◆ **Stated exercise**:
How many lines in the listing below contain the string "shorts"? Reply with the number alone.

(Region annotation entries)
* * * * * * *

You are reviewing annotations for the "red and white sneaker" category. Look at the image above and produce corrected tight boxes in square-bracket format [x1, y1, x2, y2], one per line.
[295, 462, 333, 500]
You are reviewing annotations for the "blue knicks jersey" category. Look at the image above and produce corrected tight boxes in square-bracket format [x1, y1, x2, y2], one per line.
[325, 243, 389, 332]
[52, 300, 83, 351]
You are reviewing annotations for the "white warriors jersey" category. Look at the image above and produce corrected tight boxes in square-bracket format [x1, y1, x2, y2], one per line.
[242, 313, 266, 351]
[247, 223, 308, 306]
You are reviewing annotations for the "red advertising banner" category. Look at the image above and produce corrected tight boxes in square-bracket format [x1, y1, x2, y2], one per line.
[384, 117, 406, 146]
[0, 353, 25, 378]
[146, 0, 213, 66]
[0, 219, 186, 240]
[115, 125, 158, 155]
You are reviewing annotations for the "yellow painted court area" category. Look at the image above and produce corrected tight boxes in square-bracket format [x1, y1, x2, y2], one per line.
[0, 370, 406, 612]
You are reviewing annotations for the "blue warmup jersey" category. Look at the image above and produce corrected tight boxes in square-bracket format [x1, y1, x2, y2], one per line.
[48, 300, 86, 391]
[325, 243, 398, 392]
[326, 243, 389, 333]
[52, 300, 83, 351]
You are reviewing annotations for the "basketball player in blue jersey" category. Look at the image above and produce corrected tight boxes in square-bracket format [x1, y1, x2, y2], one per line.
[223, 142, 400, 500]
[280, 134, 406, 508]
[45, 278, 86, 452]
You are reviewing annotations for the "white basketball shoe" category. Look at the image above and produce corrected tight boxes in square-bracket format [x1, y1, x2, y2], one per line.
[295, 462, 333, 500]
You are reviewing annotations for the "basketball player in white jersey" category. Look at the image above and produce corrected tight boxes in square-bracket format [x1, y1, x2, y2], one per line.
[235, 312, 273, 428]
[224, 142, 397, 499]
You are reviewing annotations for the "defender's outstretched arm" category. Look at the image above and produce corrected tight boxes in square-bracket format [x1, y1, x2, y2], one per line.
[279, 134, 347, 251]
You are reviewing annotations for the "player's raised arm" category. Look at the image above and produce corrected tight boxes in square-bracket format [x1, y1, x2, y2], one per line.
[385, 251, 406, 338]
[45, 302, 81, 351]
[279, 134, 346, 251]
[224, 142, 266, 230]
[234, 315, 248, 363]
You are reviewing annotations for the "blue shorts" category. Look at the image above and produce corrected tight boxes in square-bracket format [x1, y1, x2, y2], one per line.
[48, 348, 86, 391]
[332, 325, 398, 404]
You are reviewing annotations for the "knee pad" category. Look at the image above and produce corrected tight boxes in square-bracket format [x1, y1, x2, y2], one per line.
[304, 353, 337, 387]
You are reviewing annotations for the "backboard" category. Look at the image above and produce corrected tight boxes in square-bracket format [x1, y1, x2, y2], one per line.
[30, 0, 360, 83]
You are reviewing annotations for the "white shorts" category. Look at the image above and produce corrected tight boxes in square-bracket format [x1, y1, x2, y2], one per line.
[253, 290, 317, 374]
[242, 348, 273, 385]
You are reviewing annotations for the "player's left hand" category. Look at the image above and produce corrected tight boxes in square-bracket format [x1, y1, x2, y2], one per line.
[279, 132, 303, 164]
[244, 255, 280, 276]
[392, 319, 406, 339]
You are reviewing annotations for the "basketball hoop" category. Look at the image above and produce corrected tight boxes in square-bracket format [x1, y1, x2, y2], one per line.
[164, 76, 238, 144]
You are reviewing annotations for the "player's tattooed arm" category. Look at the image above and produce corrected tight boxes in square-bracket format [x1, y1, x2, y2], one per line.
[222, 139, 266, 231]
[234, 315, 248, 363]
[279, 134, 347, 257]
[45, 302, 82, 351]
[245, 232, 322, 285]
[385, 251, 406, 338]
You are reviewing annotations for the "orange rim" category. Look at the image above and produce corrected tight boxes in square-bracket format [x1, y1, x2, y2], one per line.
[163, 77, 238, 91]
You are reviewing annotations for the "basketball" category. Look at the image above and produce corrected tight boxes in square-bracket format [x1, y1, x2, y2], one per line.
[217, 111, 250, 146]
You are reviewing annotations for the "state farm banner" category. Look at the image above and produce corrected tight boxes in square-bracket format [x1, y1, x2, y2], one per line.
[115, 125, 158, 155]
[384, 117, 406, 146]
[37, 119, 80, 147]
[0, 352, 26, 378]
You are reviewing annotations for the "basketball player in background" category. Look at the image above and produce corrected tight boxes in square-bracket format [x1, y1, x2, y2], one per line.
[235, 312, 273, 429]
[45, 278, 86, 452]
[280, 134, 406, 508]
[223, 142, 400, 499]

* * * * * * *

◆ **Exercise answer**:
2